PERSYARATAN TUGAS A ::
Berdasarkan teks tentang pajak karbon, mulai tahun berapa pemerintah berencana memberlakukan pajak karbon?
PERSYARATAN TUGAS B ::
Tentukan apakah setiap pernyataan berikut sesuai dengan teks tentang pajak karbon, lalu jawab ya atau tidak disertai kutipan persis dari teks yang menjadi dasarnya. (i) Ferdy Hasiman adalah peneliti dari Alpha Research Database Indonesia. (ii) Indonesia berkomitmen mengurangi emisi gas rumah kaca sebanyak 29 persen pada tahun 2021. (iii) Sri Mulyani Indrawati menyampaikan alasan pengenaan pajak karbon saat rapat dengan Komisi XI DPR.

TEKS BACAAN ::
Pemerintah bersama Kementerian/Lembaga dinilai perlu berkomunikasi lebih lanjut dengan pelaku usaha terkait rencana penetapan pungutan pajak karbon untuk menghindari tekanan terhadap iklim usaha di tengah pandemi COVID-19.

Untuk itu, disarankan perlu mempertimbangkan ulang rencana pemungutan pajak karbon, mulai dari sisi besaran tarif, entitas yang akan menjadi objek pajak, serta sektor atau aktivitas yang tercakup dalam pajak karbon.

“Koordinasi antara Kementerian dan dunia usaha untuk menyusun skema pajak karbon agar tidak menambah beban masyarakat di tengah menurunnya daya beli yang saat ini terdampak pandemi,” kata Peneliti dari Alpha Research Database Indonesia Ferdy Hasiman, dalam keteragannya di Jakarta, Senin.

Menurut Ferdy, komunikasi intensif pemerintah dengan Kementerian dan Lembaga terkait dengan kesiapan dan konsekuensi yang akan dihadapi dunia usaha terkait kebijakan ini karena pengenaan pajak atas emisi karbon ini akan ditanggung konsumen.

Baca juga: Moratorium izin kawasan hutan primer-gambut harus permanen

Rencana pemerintah memungut pajak karbon tambahnya, sulit diwujudkan sejalan dengan masih belum meredanya pandemi COVID-19 yang berdampak pada lesunya dunia usaha dan menurunnya daya beli masyarakat.

"Efek ke dunia usaha pasti besar, karena pasti menambah beban produksi, yang ujungnya juga akan ditanggung masyarakat selaku konsumen. Saat pandemi COVID-19, banyak perusahaan kinerjanya turun, meskipun itu perusahaan besar," katanya.

Kebijakan ini akan memberikan efek domino kepada sektor usaha lainnya, selain tentunya memperburuk iklim investasi, sehingga pemerintah perlu mempertimbangkan kembali pengenaan emisi karbon sebagai barang kena pajak.

"Pajak karbon tujuannya untuk meredam emisi (gas rumah kaca). Tapi harus ada transisi untuk meminimalisasi beban kepada masyarakat. Harus ada persiapan dan kombinasi, dan ini hanya bisa dilakukan jika ada komunikasi dengan pelaku usaha," katanya.

Pemerintah berencana memungut pajak karbon dan akan diberlakukan mulai 2022. Rencana tersebut tertuang di dalam Rancangan Undang-Undang tentang Perubahan Kelima Atas Undang-Undang Nomor 6 tahun 1983 tentang Ketentuan Umum dan Tata Cara Perpajakan (KUP).

Baca juga: Indonesia mengusung "blue carbon" kurangi emisi karbon pada UNFCCC

Aturan itu menyebutkan bahwa subjek pajak karbon adalah orang pribadi atau badan yang membeli barang mengandung karbon dan/atau melakukan aktivitas yang menghasilkan emisi karbon.

Menteri Keuangan Sri Mulyani Indrawati saat rapat dengan Komisi XI DPR (Senin, 29/6), mengatakan ada beberapa alasan pengenaan pajak karbon, salah satunya adalah isu lingkungan.

Sebab, Indonesia berkomitmen untuk mengurangi emisi gas rumah kaca sebanyak 26 persen pada tahun 2021 dan 29 persen pada tahun 2030.

"Salah satu instrumen untuk mengendalikan emisi gas rumah kaca adalah diperlukan ketentuan mengenai pengenaan pajak karbon," ujar Sri Mulyani.

Indonesia, sangat rentan terhadap perubahan iklim yang mengakibatkan kerugian cukup besar setiap tahunnya. Bahkan, untuk mengendalikan perubahan iklim, Indonesia selalu kekurangan biaya.

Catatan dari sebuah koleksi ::
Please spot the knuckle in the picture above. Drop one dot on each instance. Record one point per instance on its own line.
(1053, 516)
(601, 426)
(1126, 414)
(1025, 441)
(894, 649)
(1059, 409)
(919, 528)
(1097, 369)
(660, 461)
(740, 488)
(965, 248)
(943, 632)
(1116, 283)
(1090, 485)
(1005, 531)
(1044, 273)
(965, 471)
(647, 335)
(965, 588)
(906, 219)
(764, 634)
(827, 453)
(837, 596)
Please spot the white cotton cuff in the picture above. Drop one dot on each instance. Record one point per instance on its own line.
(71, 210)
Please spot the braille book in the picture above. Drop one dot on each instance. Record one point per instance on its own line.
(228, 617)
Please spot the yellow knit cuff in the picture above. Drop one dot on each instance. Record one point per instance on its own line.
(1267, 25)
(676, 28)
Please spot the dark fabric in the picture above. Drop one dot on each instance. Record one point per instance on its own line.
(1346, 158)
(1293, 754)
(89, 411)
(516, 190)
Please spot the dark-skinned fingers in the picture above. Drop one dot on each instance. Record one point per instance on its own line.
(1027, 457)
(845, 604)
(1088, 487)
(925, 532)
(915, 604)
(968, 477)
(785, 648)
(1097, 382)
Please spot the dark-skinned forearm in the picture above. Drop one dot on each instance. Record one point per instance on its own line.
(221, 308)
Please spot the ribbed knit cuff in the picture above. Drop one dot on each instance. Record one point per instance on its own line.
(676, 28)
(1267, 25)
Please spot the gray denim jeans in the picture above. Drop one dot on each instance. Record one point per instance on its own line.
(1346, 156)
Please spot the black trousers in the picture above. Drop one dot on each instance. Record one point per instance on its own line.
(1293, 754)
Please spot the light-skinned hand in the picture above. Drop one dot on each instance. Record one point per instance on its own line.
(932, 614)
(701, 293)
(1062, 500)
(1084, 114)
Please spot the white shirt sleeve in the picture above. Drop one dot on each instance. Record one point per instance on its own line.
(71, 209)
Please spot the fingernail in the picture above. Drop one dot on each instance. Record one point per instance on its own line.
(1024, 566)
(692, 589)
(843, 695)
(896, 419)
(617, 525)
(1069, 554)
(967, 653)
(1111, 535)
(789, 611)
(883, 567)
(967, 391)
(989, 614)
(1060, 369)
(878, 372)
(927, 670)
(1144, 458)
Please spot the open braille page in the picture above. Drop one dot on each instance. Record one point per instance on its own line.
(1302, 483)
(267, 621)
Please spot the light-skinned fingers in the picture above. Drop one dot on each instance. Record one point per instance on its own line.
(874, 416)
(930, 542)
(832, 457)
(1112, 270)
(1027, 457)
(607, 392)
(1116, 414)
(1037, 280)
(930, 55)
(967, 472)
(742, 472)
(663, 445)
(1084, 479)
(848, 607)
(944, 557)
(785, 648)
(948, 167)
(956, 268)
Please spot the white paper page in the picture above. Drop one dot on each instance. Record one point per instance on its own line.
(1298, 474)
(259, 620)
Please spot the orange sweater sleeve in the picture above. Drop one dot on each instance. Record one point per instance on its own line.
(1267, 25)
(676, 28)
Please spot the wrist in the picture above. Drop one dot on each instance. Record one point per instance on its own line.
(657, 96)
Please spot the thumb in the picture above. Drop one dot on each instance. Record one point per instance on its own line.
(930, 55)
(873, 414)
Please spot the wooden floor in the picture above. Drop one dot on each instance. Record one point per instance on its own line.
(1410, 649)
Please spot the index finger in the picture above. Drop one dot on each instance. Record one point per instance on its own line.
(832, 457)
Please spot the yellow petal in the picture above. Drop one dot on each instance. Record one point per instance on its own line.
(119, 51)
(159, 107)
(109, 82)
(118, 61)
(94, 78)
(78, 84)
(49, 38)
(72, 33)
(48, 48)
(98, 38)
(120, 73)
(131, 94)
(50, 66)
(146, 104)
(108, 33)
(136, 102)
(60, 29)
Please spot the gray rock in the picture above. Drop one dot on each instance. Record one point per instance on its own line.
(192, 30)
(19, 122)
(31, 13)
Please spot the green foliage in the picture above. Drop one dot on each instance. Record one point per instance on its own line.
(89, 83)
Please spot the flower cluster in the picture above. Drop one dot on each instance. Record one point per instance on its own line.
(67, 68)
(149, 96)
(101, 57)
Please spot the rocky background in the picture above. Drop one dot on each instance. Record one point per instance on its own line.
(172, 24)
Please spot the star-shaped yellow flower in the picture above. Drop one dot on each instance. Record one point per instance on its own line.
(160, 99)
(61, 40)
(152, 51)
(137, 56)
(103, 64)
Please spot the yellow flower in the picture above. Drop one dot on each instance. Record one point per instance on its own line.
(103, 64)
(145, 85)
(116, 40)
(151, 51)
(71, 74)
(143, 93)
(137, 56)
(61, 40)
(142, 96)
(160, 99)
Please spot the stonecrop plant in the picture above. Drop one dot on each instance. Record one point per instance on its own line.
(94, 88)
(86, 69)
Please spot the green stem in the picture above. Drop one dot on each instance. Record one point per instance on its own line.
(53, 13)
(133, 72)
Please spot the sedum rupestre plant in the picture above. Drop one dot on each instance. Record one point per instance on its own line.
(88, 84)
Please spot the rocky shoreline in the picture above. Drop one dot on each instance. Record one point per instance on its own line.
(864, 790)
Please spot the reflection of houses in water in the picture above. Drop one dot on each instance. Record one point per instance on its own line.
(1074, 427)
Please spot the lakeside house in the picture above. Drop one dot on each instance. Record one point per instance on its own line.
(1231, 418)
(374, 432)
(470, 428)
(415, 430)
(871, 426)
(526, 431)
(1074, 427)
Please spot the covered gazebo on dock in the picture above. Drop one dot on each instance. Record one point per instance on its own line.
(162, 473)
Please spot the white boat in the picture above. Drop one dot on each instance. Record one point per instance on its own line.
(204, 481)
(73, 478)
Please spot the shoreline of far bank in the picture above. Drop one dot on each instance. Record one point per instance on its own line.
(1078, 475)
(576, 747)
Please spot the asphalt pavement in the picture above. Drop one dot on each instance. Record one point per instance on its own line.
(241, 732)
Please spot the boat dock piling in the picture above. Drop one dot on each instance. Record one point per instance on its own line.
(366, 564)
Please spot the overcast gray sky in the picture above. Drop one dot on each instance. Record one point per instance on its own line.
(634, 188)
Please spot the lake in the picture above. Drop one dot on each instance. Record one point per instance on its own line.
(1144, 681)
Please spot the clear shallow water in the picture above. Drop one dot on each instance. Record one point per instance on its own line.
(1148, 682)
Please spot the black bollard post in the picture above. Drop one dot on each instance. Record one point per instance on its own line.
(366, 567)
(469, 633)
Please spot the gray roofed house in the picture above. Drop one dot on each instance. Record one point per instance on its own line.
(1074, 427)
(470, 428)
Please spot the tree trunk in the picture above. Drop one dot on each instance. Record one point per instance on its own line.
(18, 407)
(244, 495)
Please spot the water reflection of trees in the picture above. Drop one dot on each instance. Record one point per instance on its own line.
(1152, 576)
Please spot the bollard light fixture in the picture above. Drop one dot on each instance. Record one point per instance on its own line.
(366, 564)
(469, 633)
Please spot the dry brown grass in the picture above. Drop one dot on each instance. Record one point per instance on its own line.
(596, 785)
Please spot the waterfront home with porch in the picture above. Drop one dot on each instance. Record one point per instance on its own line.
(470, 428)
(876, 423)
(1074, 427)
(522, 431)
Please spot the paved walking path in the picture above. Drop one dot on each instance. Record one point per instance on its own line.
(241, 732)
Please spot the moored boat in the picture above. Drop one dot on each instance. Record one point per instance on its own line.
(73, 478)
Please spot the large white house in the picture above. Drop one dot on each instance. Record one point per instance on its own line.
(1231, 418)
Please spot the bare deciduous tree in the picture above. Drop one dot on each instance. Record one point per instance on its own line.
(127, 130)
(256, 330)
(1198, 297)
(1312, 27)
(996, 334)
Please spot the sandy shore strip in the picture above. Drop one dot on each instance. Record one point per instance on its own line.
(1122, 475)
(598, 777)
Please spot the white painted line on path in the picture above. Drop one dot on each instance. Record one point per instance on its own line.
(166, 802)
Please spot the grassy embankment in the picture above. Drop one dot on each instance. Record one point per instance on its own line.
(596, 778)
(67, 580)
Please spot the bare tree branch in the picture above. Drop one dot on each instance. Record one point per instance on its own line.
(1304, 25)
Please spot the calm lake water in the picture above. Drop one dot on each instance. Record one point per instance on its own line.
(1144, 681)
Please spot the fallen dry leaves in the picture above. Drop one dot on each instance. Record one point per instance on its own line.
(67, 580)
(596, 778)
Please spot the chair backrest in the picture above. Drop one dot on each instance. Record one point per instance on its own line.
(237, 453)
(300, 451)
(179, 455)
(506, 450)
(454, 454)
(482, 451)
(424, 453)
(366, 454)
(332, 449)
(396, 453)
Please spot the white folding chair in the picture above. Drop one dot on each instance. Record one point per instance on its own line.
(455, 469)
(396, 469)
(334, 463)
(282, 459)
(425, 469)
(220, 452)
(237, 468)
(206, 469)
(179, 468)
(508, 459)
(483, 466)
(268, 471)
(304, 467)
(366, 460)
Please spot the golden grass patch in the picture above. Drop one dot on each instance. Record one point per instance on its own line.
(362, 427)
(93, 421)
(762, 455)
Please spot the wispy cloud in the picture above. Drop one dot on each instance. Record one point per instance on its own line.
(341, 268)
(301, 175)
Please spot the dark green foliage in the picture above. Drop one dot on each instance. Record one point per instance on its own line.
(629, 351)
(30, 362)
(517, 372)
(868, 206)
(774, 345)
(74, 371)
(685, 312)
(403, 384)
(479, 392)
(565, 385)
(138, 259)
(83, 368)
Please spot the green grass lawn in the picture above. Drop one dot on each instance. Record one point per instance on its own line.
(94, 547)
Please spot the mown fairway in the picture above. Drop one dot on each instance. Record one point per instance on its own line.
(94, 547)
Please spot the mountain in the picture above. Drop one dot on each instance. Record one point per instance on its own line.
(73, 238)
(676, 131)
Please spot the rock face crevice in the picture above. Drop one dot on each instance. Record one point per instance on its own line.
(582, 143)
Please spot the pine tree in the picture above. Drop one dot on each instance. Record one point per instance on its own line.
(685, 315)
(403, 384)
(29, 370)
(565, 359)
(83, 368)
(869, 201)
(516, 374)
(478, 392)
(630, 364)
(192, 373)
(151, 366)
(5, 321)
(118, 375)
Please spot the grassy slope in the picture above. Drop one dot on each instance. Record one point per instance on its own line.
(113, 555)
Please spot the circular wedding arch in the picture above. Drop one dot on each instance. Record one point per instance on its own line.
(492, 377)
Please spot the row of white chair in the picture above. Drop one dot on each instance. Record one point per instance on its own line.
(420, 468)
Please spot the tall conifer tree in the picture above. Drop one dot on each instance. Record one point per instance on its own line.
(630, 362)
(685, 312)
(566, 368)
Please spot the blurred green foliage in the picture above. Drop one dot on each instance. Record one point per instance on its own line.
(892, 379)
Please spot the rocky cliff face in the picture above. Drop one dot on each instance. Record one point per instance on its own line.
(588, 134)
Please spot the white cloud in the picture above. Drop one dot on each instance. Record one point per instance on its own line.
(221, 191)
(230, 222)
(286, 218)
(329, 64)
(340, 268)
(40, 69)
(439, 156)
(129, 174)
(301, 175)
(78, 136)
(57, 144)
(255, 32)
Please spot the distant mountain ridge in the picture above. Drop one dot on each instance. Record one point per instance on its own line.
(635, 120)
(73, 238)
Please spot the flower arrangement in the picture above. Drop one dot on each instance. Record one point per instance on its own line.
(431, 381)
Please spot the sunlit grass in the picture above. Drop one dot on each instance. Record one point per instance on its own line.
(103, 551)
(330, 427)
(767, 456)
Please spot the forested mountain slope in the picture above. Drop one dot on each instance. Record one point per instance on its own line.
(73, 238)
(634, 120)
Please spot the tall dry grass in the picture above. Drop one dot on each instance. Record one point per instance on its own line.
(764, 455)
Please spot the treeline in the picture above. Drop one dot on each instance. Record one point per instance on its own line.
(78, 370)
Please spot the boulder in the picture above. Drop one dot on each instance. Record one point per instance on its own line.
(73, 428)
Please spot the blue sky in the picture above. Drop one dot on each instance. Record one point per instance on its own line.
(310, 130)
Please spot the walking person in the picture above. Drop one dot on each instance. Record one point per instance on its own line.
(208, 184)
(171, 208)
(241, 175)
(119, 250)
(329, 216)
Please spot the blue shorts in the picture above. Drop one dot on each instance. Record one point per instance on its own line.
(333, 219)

JAWABAN AKHIR A ::
Mulai tahun 2022.

JAWABAN AKHIR B ::
(i) Ya: "Peneliti dari Alpha Research Database Indonesia Ferdy Hasiman"
(ii) Tidak: "mengurangi emisi gas rumah kaca sebanyak 26 persen pada tahun 2021 dan 29 persen pada tahun 2030"
(iii) Ya: "Menteri Keuangan Sri Mulyani Indrawati saat rapat dengan Komisi XI DPR (Senin, 29/6), mengatakan ada beberapa alasan pengenaan pajak karbon"